- [Détails de l'exercice]:
Recopiez mot pour mot, dans le texte sur le recours fiscal, le passage allant de « 19.         Le 16 » jusqu'à « pas été tenus. » inclus.

- [Extrait du texte]:
○ ○ ○

19.         Le 16 février 2022, la recourante a présenté des observations à la suite de l’audience du 25 janvier précédente.

Se fondant sur un courriel de M. H______ du 14 février 2022 annexé, elle a fait valoir que M. I______ avait demandé aux époux C______ la rédaction d’une lettre d’aveux en contrepartie d’engagements qui n’avaient pas été tenus.

Afin de démontrer le caractère commercialement justifié des charges informatiques, il convenait de s’intéresser à l’existence des logiciels et du bien-fondé des dépenses consenties par elle en vue de leur développement. Elle a produit une analyse des coûts informatiques qui lui avaient été facturés par M. D______ de 2006 à 2014, rédigée le 10 février 2022 par Monsieur K______.

20.         Le 16 février 2022, l’AFC-GE s’est déterminée, consécutivement à l’audience du 25 janvier précédente. Elle s’était limitée à rester objective et à fonder son argumentation sur les éléments factuels du dossier. L’ensemble des reprises liées aux sociétés E______ Sàrl, F______ Sàrl et G______ Sàrl étaient basées sur l’absence de justifications probantes.

21.         Par pli du 3 mars 2022, l’AFC-GE a persisté dans les conclusions de sa réponse, à l’exception des reprises portant sur l’année 2006, le rappel d’impôt étant prescrit.

22.         Les arguments de la recourante seront repris, ci-après, dans la mesure utile.

○ ○ ○

Entrées issues d'un jeu de données

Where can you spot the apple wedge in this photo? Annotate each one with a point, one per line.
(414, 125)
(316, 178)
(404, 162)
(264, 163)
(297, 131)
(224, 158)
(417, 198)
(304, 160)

○ ○ ○

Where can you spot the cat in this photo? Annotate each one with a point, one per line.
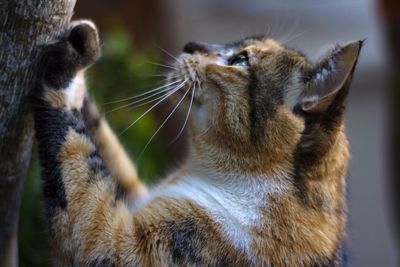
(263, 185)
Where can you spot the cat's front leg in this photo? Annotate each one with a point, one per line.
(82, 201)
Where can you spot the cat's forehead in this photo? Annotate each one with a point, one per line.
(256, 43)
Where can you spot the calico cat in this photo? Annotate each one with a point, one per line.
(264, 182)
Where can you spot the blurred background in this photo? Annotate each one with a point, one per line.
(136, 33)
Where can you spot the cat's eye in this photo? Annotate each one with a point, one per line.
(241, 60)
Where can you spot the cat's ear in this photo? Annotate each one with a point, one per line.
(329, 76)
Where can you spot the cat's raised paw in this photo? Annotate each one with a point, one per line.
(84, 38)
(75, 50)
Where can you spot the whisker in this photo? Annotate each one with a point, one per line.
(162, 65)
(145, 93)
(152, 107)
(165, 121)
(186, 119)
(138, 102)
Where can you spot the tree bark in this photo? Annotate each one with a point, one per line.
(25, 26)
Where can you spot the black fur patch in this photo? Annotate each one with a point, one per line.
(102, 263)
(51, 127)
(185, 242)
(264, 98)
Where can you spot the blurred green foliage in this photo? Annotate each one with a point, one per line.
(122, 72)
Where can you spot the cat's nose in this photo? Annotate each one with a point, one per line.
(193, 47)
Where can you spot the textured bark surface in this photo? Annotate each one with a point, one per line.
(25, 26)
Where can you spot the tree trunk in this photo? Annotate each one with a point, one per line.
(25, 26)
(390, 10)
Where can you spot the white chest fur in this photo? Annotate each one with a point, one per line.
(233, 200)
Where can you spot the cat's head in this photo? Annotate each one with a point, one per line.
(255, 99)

○ ○ ○

- [Réponse à l'exercice]:
19.         Le 16 février 2022, la recourante a présenté des observations à la suite de l’audience du 25 janvier précédente.

Se fondant sur un courriel de M. H______ du 14 février 2022 annexé, elle a fait valoir que M. I______ avait demandé aux époux C______ la rédaction d’une lettre d’aveux en contrepartie d’engagements qui n’avaient pas été tenus.